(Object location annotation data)
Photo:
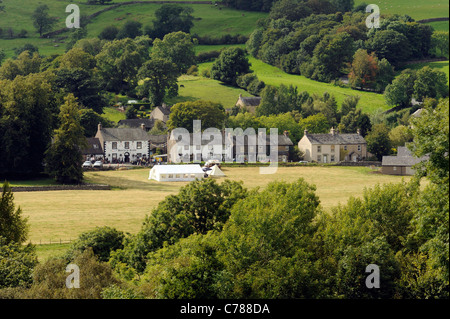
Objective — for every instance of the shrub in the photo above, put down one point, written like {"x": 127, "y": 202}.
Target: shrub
{"x": 102, "y": 240}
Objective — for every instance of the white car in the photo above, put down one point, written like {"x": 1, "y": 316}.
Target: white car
{"x": 87, "y": 164}
{"x": 98, "y": 164}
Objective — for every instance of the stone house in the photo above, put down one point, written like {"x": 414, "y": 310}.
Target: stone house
{"x": 161, "y": 113}
{"x": 124, "y": 145}
{"x": 333, "y": 147}
{"x": 228, "y": 148}
{"x": 402, "y": 163}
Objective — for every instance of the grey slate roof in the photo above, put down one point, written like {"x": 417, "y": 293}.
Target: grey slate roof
{"x": 165, "y": 109}
{"x": 339, "y": 139}
{"x": 124, "y": 134}
{"x": 93, "y": 147}
{"x": 404, "y": 158}
{"x": 157, "y": 139}
{"x": 251, "y": 101}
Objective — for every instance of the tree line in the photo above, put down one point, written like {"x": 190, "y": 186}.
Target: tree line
{"x": 33, "y": 90}
{"x": 326, "y": 46}
{"x": 216, "y": 241}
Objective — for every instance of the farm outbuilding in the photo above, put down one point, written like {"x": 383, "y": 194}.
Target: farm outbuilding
{"x": 176, "y": 173}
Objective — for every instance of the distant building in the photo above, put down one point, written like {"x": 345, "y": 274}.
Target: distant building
{"x": 157, "y": 142}
{"x": 161, "y": 113}
{"x": 137, "y": 123}
{"x": 249, "y": 103}
{"x": 123, "y": 145}
{"x": 402, "y": 163}
{"x": 227, "y": 148}
{"x": 93, "y": 150}
{"x": 333, "y": 147}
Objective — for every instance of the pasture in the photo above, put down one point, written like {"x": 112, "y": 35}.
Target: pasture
{"x": 64, "y": 215}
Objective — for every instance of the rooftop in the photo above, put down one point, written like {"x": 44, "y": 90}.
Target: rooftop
{"x": 404, "y": 158}
{"x": 123, "y": 134}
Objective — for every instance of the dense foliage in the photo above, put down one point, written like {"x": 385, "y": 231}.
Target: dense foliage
{"x": 322, "y": 46}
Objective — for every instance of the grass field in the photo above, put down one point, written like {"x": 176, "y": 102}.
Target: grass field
{"x": 271, "y": 75}
{"x": 63, "y": 215}
{"x": 209, "y": 20}
{"x": 440, "y": 65}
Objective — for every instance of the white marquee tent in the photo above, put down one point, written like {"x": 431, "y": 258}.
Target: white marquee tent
{"x": 176, "y": 173}
{"x": 215, "y": 171}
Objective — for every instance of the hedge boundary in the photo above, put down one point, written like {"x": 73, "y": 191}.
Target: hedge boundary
{"x": 15, "y": 189}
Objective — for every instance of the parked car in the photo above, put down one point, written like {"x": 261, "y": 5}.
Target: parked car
{"x": 87, "y": 164}
{"x": 98, "y": 164}
{"x": 211, "y": 163}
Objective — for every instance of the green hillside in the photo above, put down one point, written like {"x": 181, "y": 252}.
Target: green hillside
{"x": 212, "y": 21}
{"x": 417, "y": 9}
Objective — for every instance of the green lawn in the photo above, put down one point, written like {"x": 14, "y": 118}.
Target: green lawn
{"x": 439, "y": 65}
{"x": 369, "y": 102}
{"x": 417, "y": 9}
{"x": 199, "y": 88}
{"x": 209, "y": 20}
{"x": 64, "y": 215}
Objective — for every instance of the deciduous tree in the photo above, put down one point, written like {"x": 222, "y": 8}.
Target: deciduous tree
{"x": 42, "y": 20}
{"x": 64, "y": 158}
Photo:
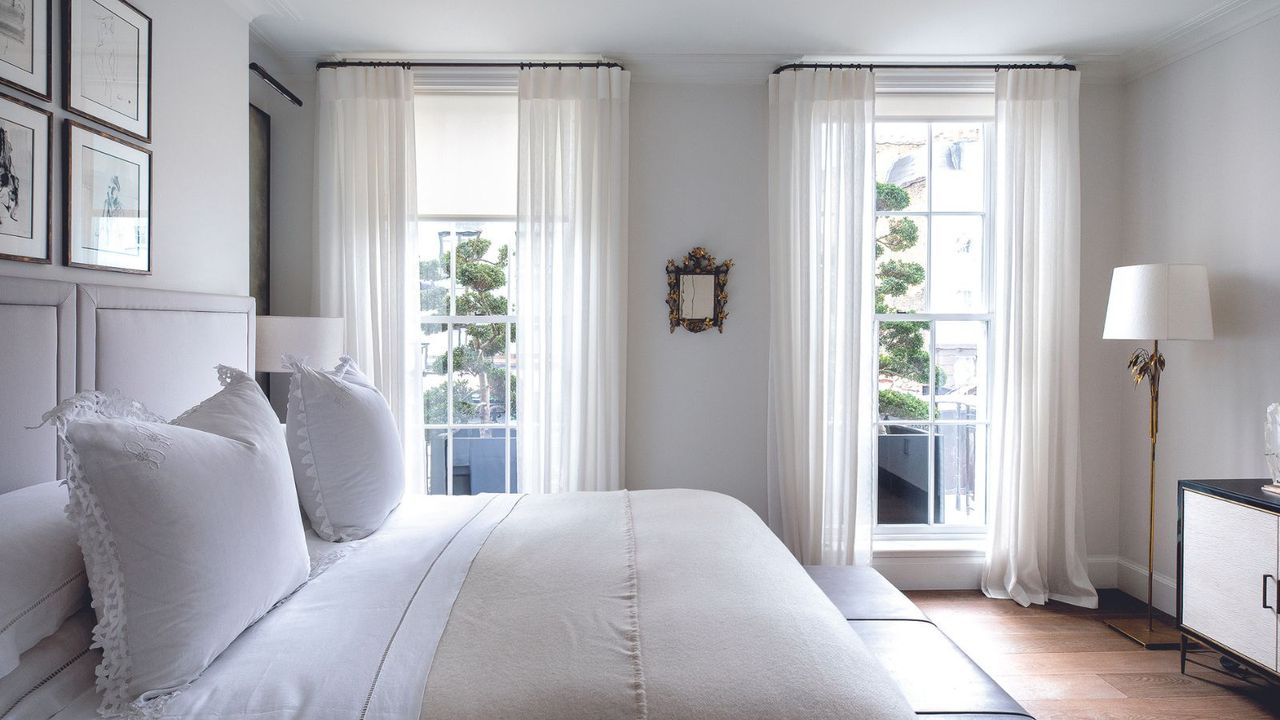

Exercise
Revise the part of the listing that opens with the line containing "Objective — for every instance of the deciduous" and closes with the end of the listing, replacing "deciduous tree" with "oak tree" and keeping everything else unchanged. Reproduce only those lines, and leave the pictures out.

Solution for this problem
Objective — for every instance of the oak tree in the photo above, put down one point, written like {"x": 222, "y": 8}.
Target: oak tree
{"x": 42, "y": 20}
{"x": 64, "y": 158}
Photo:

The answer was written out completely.